◆ DESCRIPTION OF THE TASK:
Retype the data exactly. Spelling and punctuation stay as they are.

Collected data

--- --- ---

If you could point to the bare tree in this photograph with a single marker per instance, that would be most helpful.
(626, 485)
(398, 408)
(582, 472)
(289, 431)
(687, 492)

--- --- ---

◆ ANSWER BELOW:
If you could point to the bare tree in this photograph with a single marker per instance, that would be most helpful.
(626, 485)
(398, 408)
(582, 472)
(289, 431)
(687, 492)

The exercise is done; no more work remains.